● **What this task involves**
The data below should be printed in full, exactly, and without any of its images.

● **Data records**
= = = = =

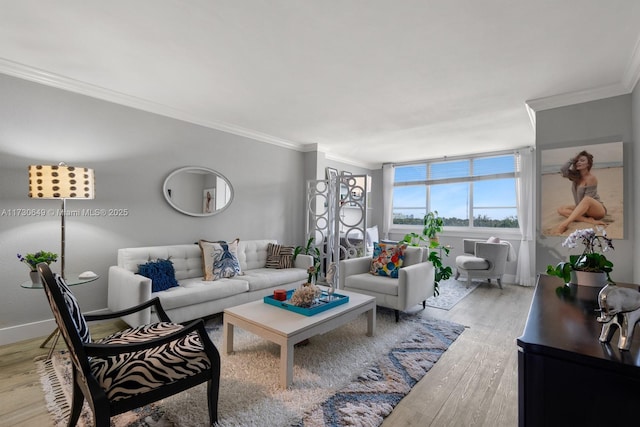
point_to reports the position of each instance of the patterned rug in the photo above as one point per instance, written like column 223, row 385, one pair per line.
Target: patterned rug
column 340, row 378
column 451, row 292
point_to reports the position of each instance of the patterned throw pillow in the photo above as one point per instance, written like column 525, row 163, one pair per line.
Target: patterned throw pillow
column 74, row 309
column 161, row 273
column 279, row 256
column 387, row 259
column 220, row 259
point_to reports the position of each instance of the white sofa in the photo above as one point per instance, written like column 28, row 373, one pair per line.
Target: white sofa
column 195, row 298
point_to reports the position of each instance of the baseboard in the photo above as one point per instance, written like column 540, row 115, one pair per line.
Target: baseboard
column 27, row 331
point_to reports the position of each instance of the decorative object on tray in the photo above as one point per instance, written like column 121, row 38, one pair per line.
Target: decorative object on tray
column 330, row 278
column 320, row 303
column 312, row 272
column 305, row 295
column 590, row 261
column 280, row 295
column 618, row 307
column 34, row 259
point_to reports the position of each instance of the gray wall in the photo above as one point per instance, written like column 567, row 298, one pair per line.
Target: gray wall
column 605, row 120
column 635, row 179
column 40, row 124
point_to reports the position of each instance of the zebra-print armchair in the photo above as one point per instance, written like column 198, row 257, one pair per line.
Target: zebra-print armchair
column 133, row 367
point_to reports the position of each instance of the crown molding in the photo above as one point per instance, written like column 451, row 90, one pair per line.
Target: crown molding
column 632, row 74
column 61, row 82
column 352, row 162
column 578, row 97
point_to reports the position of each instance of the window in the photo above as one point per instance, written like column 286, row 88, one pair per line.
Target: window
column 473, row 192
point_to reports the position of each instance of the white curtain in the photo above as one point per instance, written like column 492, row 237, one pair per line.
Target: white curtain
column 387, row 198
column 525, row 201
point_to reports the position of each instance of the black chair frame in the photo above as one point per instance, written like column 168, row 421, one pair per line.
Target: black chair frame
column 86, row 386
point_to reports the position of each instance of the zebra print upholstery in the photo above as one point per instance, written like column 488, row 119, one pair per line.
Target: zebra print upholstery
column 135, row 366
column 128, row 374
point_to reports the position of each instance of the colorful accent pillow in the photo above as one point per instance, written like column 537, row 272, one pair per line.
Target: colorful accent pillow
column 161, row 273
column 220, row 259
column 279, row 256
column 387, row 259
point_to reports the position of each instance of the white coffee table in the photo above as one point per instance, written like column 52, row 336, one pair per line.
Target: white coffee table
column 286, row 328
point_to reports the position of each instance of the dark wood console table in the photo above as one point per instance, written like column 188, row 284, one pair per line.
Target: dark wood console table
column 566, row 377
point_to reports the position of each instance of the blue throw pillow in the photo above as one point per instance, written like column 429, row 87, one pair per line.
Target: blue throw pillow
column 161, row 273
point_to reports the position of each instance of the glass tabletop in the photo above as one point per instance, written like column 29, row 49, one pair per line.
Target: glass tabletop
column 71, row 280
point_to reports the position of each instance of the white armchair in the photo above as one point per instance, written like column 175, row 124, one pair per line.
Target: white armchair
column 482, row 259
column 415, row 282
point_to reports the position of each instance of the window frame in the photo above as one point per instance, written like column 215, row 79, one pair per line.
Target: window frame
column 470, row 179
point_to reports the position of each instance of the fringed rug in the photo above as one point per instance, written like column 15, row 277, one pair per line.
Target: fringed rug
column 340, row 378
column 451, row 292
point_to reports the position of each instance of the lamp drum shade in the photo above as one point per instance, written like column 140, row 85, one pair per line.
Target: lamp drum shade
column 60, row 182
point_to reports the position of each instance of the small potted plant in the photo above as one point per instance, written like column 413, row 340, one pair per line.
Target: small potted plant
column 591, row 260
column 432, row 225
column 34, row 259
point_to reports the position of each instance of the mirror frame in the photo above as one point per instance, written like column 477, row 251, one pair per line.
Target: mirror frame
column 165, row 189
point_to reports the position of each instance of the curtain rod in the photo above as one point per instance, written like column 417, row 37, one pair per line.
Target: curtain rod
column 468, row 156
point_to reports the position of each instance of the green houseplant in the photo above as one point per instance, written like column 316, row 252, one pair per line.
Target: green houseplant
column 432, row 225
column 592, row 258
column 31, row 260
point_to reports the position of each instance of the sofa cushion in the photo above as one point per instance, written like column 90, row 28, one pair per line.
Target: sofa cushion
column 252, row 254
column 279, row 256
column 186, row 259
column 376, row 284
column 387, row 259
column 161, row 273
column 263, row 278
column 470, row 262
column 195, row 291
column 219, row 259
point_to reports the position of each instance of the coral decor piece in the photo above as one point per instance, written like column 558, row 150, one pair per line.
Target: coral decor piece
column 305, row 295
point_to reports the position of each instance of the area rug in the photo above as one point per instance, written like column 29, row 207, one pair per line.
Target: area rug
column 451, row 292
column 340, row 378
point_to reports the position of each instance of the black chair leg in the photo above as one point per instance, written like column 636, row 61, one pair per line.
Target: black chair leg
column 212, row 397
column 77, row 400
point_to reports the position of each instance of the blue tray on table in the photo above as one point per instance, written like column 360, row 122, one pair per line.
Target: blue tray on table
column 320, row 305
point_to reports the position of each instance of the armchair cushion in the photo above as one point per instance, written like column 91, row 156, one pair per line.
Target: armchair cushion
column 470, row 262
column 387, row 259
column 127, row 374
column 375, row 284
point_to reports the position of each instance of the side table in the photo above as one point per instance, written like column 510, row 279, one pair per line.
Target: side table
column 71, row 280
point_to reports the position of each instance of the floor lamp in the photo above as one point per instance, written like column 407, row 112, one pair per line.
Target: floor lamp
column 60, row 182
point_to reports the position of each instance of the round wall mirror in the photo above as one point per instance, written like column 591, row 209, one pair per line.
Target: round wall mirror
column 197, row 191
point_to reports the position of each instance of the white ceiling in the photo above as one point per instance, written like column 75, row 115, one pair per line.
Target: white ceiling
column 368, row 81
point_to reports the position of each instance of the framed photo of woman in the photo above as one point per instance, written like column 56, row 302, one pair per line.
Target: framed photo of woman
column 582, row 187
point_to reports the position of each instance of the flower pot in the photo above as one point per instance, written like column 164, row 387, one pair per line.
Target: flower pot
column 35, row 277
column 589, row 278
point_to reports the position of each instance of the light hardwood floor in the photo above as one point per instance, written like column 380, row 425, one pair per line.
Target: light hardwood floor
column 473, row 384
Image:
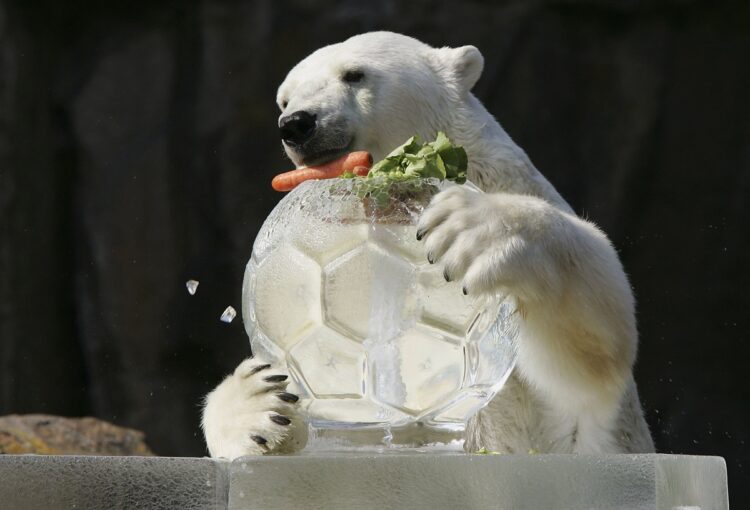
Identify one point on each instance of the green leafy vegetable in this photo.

= = = = =

● **Exercise output**
point_to reports the position of each instance of the patterned rug in the photo above as one point per instance, written like column 223, row 385, one pair per line.
Target: patterned rug
column 340, row 378
column 451, row 292
point_to reports the position of each instance of the patterned throw pillow in the photo above as one point per instance, written like column 525, row 163, one pair per line.
Target: patterned throw pillow
column 74, row 309
column 161, row 273
column 279, row 256
column 387, row 259
column 220, row 259
point_to reports the position of each instance of the white sofa in the photo above as one point per instance, written like column 28, row 373, one pair per line.
Target: white sofa
column 195, row 298
point_to reports the position of each instance of the baseboard in the photo above as one point per instance, written like column 540, row 115, one pair per line.
Target: baseboard
column 27, row 331
point_to reports the position of each instance of the decorative object on tray in the photo above as one point per instance, written like column 121, row 38, one pair per line.
Target: decorative object on tray
column 330, row 278
column 320, row 303
column 312, row 272
column 305, row 295
column 590, row 261
column 280, row 295
column 618, row 307
column 34, row 259
point_to reports the position of each instance of the gray wall in the photo above as one point per instance, written like column 567, row 298, one pair per line.
Target: gray wall
column 605, row 120
column 635, row 179
column 40, row 124
point_to reports the position of each instance of the zebra-print armchair in the photo above as one point per instance, written like column 198, row 257, one pair per line.
Target: zebra-print armchair
column 133, row 367
point_to reports the position of each instance of the crown molding in the photo above as one point per instance, written like column 451, row 90, one pair per line.
Target: crown molding
column 632, row 74
column 61, row 82
column 352, row 162
column 578, row 97
point_to reports the position of each instance of the window in the photo above as one point per instance, written like column 286, row 88, one pair per line.
Target: window
column 473, row 192
point_to reports the position of each instance of the white curtain in the photo above as one point per instance, written like column 492, row 237, one pair per line.
Target: white curtain
column 387, row 198
column 525, row 201
point_to reports the position of each instance of the black chair frame in the photo above as one point per instance, written like column 168, row 421, one pair per line.
Target: black chair frame
column 86, row 386
point_to reports the position of each instance of the zebra print upholstery in the photo above as one point per instance, written like column 488, row 119, one pair per line.
Target: zebra print upholstery
column 135, row 366
column 128, row 374
point_to reports the position of each instance of the colorful accent pillow in the photo above as one point per instance, written like column 537, row 272, one pair per line.
Target: colorful accent pillow
column 161, row 273
column 220, row 259
column 279, row 256
column 387, row 259
point_to reports the position of each instance of the white coffee table in the photo above as one point per instance, written like column 52, row 336, one pair per line.
Target: white coffee table
column 286, row 328
point_to reports the position of each instance of the dark wood console table in the photo above as one point per instance, written like column 188, row 284, one pair per line.
Target: dark wood console table
column 566, row 377
point_to reports the position of each instance of the blue throw pillow in the photo above as one point per instance, written like column 429, row 87, one pair per line.
Target: blue throw pillow
column 161, row 273
point_to reports the position of each instance of the glass tabletop in the photo above as one point per instance, written like column 29, row 49, one pair per line.
Target: glass tabletop
column 71, row 280
point_to reports the position of each instance of the white armchair in the photo above as one point per instance, written like column 175, row 124, one pair per line.
Target: white armchair
column 482, row 259
column 415, row 282
point_to reports the position of each instance of the window frame in the photo above as one point per instance, written like column 215, row 79, one pair per line.
Target: window frame
column 470, row 179
point_to reports the position of each instance of the fringed rug in the photo above as one point per instance, written like column 15, row 277, one pair per line.
Target: fringed rug
column 340, row 378
column 451, row 292
point_to reports the position of each instance of the lamp drum shade in the photo above as one point per instance, written like column 140, row 85, one pair per line.
Target: lamp drum shade
column 60, row 182
point_to reports the position of each instance of the small potted plant in the photo above as one point per instance, written like column 413, row 340, one pair per line.
Target: small potted plant
column 591, row 260
column 432, row 225
column 34, row 259
point_to reports the position of each instance of the mirror frame in the photo above as one point per instance, written like column 477, row 251, one pair per line.
Target: mirror frame
column 165, row 189
point_to reports the position of each instance of the curtain rod in the photo above as one point per instance, written like column 417, row 37, one pair per line.
Target: curtain rod
column 468, row 156
point_to reports the position of each instance of the green houseplant in the photo above as one point per instance, written like column 316, row 252, one pair per line.
Target: green houseplant
column 432, row 225
column 592, row 258
column 31, row 260
point_to reports the position of each instance of the sofa cushion in the photo above as one point per instance, written like column 90, row 28, one pair per line.
Target: sofa cushion
column 252, row 254
column 279, row 256
column 186, row 259
column 376, row 284
column 387, row 259
column 161, row 273
column 263, row 278
column 470, row 262
column 195, row 291
column 219, row 259
point_to reports the position of each instance of the coral decor piece in the photo above as one point per instance, written like column 558, row 150, one pair per line.
Target: coral decor piece
column 305, row 295
point_to reports the position of each instance of the area rug in the photo above as one point per instance, written like column 29, row 207, one pair per line.
Target: area rug
column 451, row 292
column 340, row 378
point_to reports the position of each instance of the black chair leg in the photo above as one point per instance, written like column 636, row 61, one pair per line.
Target: black chair leg
column 212, row 397
column 77, row 400
point_to reports the position of each instance of the blue tray on table in the photo above as one point per instance, written like column 360, row 122, one pair per line.
Target: blue tray on table
column 320, row 305
point_to reports the position of each instance of the armchair cushion in the photo above as one point per instance, written like column 91, row 156, one pair per line.
Target: armchair cushion
column 470, row 262
column 387, row 259
column 127, row 374
column 375, row 284
point_to reports the position of each instance of the side table in the photo above as one point per instance, written like column 510, row 279, one pair per line.
Target: side table
column 71, row 280
point_to reports the position of each instance of the floor lamp in the photo above as one point per instance, written like column 407, row 112, one pair per line.
Target: floor lamp
column 60, row 182
point_to reports the position of each instance of the round wall mirror in the photo above as one point per instance, written like column 591, row 209, one pair per line.
Target: round wall mirror
column 197, row 191
point_to reports the position of each instance of the white ceiling in the photo above as one point per instance, written like column 75, row 115, one pair per line.
Target: white ceiling
column 368, row 81
point_to reports the position of each instance of the framed photo of woman in the photo above as one point per instance, written like column 56, row 302, one pair per line.
Target: framed photo of woman
column 582, row 187
point_to reports the position of each instance of the flower pot in the photo above as one point per instance, written like column 164, row 387, one pair per line.
Target: flower pot
column 35, row 277
column 589, row 278
point_to reports the position of each instance of the light hardwood floor in the photo above as one point per instance, written like column 380, row 425, one pair per line.
Target: light hardwood floor
column 473, row 384
Image:
Identify one point on each instance of the green leafy vegetable in this photo.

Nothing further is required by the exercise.